Exercise task:
Retype the rows below word for word, starting with the line that contains "Keep to two rules. Tag each instance of the white brimmed" and going on through the line that contains "x=431 y=341", with both of those lines included.

(Records from a data source)
┌────────
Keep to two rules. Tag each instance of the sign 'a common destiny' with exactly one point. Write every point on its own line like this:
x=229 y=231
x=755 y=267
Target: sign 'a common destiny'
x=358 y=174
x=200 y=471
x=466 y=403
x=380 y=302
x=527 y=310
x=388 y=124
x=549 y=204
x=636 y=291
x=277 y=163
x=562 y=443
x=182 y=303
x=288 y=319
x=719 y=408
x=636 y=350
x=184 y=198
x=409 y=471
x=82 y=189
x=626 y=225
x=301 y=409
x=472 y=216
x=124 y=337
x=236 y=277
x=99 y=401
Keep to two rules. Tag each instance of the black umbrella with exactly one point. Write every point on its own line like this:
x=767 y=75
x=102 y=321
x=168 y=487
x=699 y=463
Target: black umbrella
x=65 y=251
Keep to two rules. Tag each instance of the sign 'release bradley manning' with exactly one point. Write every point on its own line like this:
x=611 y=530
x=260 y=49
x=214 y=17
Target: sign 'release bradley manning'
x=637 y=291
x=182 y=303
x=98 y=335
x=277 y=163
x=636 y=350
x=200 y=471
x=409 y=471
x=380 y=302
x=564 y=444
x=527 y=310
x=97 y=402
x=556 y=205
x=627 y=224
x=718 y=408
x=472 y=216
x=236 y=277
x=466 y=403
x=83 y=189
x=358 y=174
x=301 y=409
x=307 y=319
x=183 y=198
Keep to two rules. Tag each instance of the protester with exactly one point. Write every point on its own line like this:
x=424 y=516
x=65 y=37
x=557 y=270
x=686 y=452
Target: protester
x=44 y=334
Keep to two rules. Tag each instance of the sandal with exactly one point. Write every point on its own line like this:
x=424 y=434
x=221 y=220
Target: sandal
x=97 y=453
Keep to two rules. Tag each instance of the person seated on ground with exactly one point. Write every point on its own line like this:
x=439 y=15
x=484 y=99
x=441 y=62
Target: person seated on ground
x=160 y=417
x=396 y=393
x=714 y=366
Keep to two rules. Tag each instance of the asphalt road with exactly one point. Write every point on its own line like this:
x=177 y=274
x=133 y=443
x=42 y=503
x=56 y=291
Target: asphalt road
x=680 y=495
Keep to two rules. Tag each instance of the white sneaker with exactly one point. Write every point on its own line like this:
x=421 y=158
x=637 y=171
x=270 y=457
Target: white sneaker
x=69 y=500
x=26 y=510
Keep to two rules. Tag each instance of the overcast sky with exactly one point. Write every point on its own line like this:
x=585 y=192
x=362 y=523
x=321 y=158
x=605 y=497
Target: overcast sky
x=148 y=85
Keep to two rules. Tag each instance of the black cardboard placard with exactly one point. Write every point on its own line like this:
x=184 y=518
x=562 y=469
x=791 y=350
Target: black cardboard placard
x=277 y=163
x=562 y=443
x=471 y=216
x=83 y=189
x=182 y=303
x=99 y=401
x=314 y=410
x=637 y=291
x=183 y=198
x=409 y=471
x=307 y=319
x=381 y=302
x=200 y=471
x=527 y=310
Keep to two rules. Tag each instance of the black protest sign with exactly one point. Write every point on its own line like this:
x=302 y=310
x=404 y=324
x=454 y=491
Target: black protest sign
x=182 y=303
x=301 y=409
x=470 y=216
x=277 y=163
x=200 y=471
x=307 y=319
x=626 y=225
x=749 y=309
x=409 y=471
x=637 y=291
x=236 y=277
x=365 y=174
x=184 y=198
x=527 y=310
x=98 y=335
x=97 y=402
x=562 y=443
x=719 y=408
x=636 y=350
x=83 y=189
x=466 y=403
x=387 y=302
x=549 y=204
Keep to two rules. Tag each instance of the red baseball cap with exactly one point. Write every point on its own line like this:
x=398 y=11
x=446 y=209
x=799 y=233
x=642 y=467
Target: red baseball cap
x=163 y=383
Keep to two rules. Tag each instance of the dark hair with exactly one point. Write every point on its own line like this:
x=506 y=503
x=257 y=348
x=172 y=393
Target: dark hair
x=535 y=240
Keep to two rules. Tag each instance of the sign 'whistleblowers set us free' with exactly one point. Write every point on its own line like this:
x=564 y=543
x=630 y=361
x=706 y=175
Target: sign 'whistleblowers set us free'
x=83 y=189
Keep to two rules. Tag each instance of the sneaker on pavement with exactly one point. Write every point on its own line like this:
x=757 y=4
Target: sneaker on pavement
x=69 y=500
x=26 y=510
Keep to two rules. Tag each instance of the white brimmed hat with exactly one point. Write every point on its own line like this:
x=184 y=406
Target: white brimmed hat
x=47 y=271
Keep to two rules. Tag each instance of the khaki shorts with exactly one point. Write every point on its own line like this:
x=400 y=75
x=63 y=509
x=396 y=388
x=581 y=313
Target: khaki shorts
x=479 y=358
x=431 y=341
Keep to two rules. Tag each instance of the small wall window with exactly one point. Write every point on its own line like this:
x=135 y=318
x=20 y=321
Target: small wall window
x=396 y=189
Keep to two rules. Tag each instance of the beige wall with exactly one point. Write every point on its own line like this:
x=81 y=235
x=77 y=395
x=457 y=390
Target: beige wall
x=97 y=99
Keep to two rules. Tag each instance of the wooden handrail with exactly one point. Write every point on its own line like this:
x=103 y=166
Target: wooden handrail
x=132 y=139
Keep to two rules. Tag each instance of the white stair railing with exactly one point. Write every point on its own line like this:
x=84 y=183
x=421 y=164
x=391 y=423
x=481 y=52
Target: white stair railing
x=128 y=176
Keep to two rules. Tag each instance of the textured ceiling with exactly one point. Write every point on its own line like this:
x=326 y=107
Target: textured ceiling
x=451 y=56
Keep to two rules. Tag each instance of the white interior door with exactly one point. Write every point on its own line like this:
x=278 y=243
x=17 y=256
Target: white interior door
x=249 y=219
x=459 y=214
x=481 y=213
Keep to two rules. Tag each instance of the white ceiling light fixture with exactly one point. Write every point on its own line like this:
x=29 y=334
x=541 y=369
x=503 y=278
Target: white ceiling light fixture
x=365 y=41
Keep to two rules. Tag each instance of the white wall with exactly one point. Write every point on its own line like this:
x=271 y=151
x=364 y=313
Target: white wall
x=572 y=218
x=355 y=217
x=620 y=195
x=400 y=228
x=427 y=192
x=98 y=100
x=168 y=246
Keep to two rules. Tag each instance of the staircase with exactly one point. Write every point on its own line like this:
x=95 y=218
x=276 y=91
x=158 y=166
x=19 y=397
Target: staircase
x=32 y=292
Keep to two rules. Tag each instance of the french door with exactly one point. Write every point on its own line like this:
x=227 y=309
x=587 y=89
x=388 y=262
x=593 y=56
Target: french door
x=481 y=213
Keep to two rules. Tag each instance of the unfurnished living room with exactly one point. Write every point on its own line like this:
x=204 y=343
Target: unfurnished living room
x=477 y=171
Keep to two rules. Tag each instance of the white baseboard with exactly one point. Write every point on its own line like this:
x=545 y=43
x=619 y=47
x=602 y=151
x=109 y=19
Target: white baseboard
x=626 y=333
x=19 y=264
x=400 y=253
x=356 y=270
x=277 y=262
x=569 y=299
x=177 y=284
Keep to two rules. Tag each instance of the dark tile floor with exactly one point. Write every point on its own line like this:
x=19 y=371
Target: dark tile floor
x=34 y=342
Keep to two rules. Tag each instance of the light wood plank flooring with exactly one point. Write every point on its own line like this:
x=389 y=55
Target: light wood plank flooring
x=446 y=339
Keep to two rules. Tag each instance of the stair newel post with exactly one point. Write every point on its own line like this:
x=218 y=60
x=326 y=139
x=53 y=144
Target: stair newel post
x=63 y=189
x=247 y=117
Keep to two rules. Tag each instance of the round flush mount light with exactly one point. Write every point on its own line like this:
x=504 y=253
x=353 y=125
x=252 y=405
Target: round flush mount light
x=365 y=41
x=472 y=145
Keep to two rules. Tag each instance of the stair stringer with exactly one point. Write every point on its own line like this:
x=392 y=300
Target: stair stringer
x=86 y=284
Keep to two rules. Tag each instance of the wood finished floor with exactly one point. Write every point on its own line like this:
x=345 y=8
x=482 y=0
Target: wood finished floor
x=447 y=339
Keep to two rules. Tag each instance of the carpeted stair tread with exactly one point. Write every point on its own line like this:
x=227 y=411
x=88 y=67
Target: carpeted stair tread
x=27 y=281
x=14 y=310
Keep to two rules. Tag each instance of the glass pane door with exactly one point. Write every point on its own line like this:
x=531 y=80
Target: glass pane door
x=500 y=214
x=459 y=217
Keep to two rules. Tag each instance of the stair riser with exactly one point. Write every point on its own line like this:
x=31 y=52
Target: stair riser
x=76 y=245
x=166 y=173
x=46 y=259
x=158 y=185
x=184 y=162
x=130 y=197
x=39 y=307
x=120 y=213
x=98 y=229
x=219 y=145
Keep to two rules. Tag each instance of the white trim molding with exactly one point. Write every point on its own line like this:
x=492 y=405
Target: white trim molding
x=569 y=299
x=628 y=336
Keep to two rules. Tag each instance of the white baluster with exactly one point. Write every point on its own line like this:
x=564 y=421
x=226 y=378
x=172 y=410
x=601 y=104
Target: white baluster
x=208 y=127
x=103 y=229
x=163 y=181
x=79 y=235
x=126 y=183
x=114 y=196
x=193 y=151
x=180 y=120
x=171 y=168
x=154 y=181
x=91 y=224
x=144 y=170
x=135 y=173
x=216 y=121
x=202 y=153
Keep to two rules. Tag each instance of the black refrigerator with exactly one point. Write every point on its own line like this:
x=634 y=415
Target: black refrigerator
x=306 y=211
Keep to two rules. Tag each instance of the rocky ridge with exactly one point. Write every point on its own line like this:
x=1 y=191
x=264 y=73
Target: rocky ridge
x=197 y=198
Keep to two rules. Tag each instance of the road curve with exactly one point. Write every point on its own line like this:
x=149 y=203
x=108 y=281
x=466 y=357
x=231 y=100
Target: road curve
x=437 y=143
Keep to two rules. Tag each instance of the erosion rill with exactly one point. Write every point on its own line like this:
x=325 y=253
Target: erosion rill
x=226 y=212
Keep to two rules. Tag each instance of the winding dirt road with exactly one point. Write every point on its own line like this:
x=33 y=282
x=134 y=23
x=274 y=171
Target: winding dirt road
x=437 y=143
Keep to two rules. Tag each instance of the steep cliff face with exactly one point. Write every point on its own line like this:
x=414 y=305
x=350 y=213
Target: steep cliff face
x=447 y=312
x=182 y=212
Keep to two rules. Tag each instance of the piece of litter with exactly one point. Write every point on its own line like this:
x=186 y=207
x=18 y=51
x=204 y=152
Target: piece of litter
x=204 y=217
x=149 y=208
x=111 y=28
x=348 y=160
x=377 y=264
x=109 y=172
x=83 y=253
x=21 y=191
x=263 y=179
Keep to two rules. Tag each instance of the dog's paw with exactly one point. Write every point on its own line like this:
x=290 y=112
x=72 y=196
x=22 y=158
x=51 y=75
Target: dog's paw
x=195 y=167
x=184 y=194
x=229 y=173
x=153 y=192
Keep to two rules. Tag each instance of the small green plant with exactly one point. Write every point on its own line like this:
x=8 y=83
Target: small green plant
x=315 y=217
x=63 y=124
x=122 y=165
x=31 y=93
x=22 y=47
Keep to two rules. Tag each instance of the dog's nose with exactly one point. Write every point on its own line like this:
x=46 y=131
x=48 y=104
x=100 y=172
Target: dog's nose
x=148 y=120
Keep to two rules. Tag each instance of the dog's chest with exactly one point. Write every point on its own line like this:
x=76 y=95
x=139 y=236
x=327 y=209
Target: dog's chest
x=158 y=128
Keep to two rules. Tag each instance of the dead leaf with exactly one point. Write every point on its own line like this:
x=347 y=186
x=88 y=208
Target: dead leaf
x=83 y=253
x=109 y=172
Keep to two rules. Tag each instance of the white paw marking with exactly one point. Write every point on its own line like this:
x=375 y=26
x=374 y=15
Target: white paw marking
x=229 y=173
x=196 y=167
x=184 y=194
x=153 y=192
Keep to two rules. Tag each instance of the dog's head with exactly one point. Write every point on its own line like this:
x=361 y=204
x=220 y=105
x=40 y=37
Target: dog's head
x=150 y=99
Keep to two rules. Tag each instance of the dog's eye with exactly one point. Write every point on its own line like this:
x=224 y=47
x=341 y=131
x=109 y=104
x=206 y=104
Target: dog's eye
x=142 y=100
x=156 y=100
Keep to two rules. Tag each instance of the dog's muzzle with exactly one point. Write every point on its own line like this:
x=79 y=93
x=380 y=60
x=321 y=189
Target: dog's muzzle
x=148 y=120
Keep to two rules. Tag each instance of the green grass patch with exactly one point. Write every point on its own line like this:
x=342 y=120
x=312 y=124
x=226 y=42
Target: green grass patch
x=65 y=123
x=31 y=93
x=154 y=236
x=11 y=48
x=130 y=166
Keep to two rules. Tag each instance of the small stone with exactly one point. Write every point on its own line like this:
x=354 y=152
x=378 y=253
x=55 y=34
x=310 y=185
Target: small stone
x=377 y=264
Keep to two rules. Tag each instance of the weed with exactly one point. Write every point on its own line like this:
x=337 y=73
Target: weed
└────────
Complete answer:
Keep to two rules. Tag each instance of the white brimmed hat with exactly one point. Write every point on its own line like this:
x=184 y=406
Target: white brimmed hat
x=47 y=271
Keep to two rules. Tag each instance of the khaki shorts with exactly one point. Write every point on its own line like this:
x=400 y=75
x=63 y=509
x=396 y=388
x=581 y=313
Target: khaki shorts
x=479 y=358
x=431 y=341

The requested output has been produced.